When Mary Daly died, as part of my obituary for her, I wrote these words, many of which could be applied to Z:
“The Goddess Movement would not be the same without her. Contemporary Paganism would not be the same without the Goddess Movement. The radical essentialism of thinkers like Daly was a challenge to the pole that said “only men can communicate with the divine”. That pillar that she went up against? Mostly it has changed, leaving behind laughable relics, some of whom unfortunately still hold a measure of power. Yes, inequality still exists and yes, I am still a feminist, but things have gotten better. Much, much better. I don’t know if Mary Daly was able to see the battles she actually won.”
Women like Budapest and Daly have challenged privilege. For this, I remain grateful. Those who challenge privilege are also well served to examine our own. To write of privilege – and indeed this current situation at Pantheacon – would take more nuance than I have time for this morning before preparing for the first of many panels I participate in today, but all we have to do is read the roster of women murdered each year for being trans to know that oppression of trans women is a stark reality. Our culture privileges normative gender expression.
The only reason I am writing at all this morning is that Yeshe Rabbit issued a challenge I am not an opponent of Z Budapest, Yeshe Rabbit. She is part of the Beloved Community, and as such, I will hold her in the quiet spaces of my heart, between 8:45 and 9:15 tonight.
I will attempt to hold us all, to the best of my abilities.

• [PROBLEMS AND TASKS]:
a) Please reproduce the part of the Pantheacon post between "The only reason" and "and 9:15 tonight.", inclusive.
b) Condense the Pantheacon post's paragraph beginning "Women like Budapest and Daly" into a bulleted list that keeps its main facts.

• [RECORD SET]:
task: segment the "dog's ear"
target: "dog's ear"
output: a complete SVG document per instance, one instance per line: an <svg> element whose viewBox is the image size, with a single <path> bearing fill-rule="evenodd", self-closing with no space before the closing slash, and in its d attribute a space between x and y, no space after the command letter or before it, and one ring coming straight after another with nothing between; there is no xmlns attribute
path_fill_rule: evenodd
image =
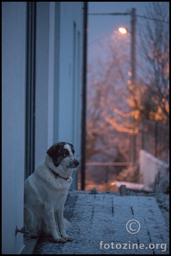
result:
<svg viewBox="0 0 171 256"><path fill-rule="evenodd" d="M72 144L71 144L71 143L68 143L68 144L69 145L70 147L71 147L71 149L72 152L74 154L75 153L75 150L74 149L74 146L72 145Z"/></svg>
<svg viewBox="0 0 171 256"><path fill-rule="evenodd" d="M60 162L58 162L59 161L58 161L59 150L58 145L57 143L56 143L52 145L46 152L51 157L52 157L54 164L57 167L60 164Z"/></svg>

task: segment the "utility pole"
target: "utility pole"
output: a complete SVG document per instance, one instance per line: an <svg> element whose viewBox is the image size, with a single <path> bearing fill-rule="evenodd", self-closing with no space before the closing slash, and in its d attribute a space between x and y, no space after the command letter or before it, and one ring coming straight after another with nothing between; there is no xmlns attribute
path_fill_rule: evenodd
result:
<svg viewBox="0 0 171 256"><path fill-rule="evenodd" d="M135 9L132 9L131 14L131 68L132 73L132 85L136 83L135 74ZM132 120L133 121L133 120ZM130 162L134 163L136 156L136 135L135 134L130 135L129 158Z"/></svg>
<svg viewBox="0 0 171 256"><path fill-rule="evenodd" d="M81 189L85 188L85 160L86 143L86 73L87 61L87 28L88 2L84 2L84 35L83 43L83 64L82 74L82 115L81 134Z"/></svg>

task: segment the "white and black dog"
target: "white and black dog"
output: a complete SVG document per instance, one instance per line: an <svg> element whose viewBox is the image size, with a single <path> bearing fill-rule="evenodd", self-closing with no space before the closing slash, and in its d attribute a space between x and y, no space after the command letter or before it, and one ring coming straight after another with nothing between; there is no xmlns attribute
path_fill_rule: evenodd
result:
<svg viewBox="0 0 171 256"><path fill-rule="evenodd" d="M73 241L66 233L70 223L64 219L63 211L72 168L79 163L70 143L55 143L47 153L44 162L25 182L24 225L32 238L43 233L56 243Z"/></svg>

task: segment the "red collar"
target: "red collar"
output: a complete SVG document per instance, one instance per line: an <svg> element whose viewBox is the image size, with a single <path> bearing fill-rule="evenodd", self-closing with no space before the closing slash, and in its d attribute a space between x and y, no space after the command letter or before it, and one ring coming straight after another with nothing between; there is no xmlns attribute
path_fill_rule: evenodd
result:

• [RESULTS BY TASK]:
a)
The only reason I am writing at all this morning is that Yeshe Rabbit issued a challenge I am not an opponent of Z Budapest, Yeshe Rabbit. She is part of the Beloved Community, and as such, I will hold her in the quiet spaces of my heart, between 8:45 and 9:15 tonight.

b)
- Budapest and Daly have challenged privilege, and the writer remains grateful for it.
- People who challenge privilege should also examine their own.
- Writing properly about privilege and the current situation at Pantheacon would need more nuance than the writer has time for this morning, before the first of many panels today.
- The list of women murdered each year for being trans shows that the oppression of trans women is a stark reality.
- Our culture privileges normative gender expression.